- **Obiettivo indicato 1**: Trascriva dal testo sulla sostenibilità degli allevamenti il passo compreso tra "Egregio Ministro, prof." e "sempre meno sull’ambiente.", estremi inclusi.

- **Testo fornito**:
----------

Le
recenti dichiarazioni del ministro per la Transizione ecologica, Roberto
Cingolani, sulla sostenibilità degli allevamenti hanno scatenato un
vivace dibattito sfociato in una lettera aperta del professor Giuseppe
Pulina, presidente di Carni Sostenibili, docente di Zootecnica speciale
all’università di Sassari e collaboratore di ARAER, che volentieri
pubblichiamo. Al documento è stato riservato un giusto spazio negli
organi di stampa nazionale a iniziare dal Sole 24 Ore e nelle ore
successive alla pubblicazione il ministro Cingolani si è messo in
contatto con il professor Pulina convenendo sulla necessità di un
confronto tra le parti su basi scientifiche. L’auspicio è che il
confronto avvenga in tempi brevi.
Egregio Ministro, prof. Roberto Cingolani, il
compito che Le è stato assegnato è di centrale importanza per il nostro
Paese, specialmente in questo periodo storico: traghettare l’Italia
verso uno sviluppo sostenibile che sappia conciliare tutela
dell’ambiente e produttività. Da
molti anni il settore delle carni e dei salumi in Italia, che
l’associazione no-profit Carni Sostenibili riunisce con lo scopo di
sviluppare un dibattito basato su evidenze scientifiche e su documenti
ufficiali di istituzioni governative intorno al comparto, si è dato un
obiettivo simile: produrre cibo sufficiente, accessibile e di alta
qualità per soddisfare la domanda crescente a livello mondiale,
impattando sempre meno sull’ambiente.

----------

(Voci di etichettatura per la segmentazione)
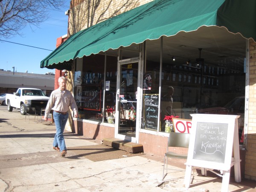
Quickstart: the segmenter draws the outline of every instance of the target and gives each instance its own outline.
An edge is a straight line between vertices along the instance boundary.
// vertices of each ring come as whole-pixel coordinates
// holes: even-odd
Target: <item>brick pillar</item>
[[[58,47],[61,44],[65,41],[67,38],[63,38],[62,37],[60,37],[57,39],[56,43],[56,48]],[[59,78],[62,76],[62,73],[61,70],[55,69],[55,77],[54,78],[54,89],[58,89],[59,87],[59,84],[58,82]]]
[[[256,42],[250,41],[249,115],[244,177],[256,180]]]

----------

- **Obiettivo indicato 2**: Riporti in un elenco numerato le righe di tutti i record, tralasciando le righe vuote e omettendo le immagini.

- **Risultato completo 1**:
Egregio Ministro, prof. Roberto Cingolani, il
compito che Le è stato assegnato è di centrale importanza per il nostro
Paese, specialmente in questo periodo storico: traghettare l’Italia
verso uno sviluppo sostenibile che sappia conciliare tutela
dell’ambiente e produttività. Da
molti anni il settore delle carni e dei salumi in Italia, che
l’associazione no-profit Carni Sostenibili riunisce con lo scopo di
sviluppare un dibattito basato su evidenze scientifiche e su documenti
ufficiali di istituzioni governative intorno al comparto, si è dato un
obiettivo simile: produrre cibo sufficiente, accessibile e di alta
qualità per soddisfare la domanda crescente a livello mondiale,
impattando sempre meno sull’ambiente.

- **Risultato completo 2**:
1. Quickstart: the segmenter draws the outline of every instance of the target and gives each instance its own outline.
2. An edge is a straight line between vertices along the instance boundary.
3. // vertices of each ring come as whole-pixel coordinates
4. // holes: even-odd
5. Target: <item>brick pillar</item>
6. [[[58,47],[61,44],[65,41],[67,38],[63,38],[62,37],[60,37],[57,39],[56,43],[56,48]],[[59,78],[62,76],[62,73],[61,70],[55,69],[55,77],[54,78],[54,89],[58,89],[59,87],[59,84],[58,82]]]
7. [[[256,42],[250,41],[249,115],[244,177],[256,180]]]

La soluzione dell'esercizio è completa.